» **TASK BRIEF**
Could you copy the following lines word for word, leaving every character unchanged?

--- PROVIDED ENTRIES ---

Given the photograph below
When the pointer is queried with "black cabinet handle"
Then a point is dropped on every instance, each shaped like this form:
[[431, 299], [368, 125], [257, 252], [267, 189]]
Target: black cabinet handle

---

» **COMPLETE ANSWER**
Given the photograph below
When the pointer is queried with "black cabinet handle"
Then a point is dropped on every instance, each shaped like this form:
[[431, 299], [368, 125], [257, 252], [267, 189]]
Target: black cabinet handle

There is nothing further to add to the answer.